[Begin]
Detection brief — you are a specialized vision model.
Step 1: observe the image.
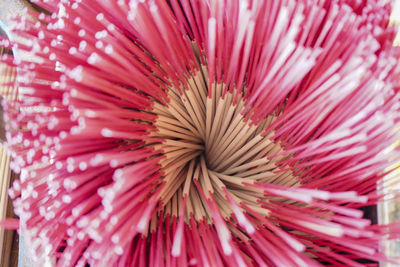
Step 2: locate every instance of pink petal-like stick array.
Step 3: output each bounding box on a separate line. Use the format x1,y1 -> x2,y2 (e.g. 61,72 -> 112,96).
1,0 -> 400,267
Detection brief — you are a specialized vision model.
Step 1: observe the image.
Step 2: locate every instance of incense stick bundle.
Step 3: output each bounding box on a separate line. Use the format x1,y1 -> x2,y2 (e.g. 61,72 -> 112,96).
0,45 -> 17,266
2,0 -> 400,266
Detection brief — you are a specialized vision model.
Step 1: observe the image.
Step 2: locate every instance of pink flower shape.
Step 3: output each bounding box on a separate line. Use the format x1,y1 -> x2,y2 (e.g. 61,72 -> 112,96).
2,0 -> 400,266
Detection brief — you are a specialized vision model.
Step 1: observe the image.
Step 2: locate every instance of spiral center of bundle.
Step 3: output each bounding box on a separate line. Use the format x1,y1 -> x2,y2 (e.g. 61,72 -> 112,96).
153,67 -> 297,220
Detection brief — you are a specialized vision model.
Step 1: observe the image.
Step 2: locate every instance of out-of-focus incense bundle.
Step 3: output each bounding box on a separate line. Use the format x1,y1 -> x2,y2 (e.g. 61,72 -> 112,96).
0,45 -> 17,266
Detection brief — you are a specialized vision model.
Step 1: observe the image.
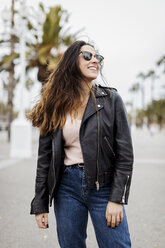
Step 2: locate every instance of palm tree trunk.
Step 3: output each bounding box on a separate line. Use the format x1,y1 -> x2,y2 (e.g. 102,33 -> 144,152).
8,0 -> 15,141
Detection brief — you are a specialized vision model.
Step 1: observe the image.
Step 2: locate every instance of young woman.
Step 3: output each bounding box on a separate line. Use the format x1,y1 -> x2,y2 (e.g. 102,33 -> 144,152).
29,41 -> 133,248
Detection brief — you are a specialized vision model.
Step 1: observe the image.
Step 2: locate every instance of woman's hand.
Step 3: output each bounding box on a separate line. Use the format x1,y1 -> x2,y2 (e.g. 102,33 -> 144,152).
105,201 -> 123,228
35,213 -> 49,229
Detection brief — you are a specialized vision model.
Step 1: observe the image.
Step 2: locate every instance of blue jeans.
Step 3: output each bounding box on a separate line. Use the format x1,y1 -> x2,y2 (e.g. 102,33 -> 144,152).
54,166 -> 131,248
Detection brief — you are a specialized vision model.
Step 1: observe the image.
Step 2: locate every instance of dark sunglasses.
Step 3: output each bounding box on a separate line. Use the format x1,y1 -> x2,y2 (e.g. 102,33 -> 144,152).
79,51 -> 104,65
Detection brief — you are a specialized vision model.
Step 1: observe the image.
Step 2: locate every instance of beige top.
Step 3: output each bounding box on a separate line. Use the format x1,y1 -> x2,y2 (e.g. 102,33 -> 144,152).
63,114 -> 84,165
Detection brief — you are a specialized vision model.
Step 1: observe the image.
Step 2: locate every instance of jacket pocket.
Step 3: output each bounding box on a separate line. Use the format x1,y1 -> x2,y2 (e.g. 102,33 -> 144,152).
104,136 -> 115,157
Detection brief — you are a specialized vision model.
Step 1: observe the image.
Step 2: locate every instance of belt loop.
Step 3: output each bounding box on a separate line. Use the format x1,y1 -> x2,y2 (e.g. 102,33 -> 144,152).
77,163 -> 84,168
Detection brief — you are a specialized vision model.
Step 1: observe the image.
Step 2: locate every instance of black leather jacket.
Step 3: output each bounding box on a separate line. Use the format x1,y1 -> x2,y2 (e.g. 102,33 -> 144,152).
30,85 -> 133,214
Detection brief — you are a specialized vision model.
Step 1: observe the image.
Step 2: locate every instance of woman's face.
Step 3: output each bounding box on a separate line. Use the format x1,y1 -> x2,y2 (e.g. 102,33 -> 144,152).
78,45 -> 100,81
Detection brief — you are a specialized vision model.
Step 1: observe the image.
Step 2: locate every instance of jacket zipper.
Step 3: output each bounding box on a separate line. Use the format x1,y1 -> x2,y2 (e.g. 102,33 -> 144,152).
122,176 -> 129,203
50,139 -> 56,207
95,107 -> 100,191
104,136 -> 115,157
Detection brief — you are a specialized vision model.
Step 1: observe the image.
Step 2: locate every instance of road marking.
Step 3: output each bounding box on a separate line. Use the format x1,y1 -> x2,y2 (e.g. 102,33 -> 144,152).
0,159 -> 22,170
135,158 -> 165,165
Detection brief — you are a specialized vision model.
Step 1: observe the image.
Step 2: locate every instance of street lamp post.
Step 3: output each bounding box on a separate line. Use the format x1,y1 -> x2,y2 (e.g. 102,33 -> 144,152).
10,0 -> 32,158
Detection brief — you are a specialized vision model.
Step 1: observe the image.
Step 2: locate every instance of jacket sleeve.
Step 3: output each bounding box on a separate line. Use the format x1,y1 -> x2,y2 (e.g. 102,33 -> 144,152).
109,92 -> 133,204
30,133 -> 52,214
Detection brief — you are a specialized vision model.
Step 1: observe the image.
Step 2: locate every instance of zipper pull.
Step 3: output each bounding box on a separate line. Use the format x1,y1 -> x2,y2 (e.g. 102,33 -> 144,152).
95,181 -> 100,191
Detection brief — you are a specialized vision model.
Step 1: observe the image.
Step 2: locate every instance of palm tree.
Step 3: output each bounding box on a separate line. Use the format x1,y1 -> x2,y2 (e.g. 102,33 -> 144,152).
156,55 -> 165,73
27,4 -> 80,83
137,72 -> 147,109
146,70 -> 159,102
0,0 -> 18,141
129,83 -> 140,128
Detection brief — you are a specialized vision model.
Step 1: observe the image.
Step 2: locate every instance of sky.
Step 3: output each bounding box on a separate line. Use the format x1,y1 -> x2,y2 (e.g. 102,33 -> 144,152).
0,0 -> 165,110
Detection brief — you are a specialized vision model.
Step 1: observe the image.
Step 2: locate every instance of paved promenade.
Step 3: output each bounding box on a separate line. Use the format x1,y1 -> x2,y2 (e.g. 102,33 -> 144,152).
[End]
_INSTRUCTIONS FOR THE TASK_
Return each line in the items above that contains the word "woman".

_FULL SOLUTION_
Step 2: locate every instance of young woman.
Step 2: locate every instance of woman's hand.
Step 2: locate every instance of woman's face.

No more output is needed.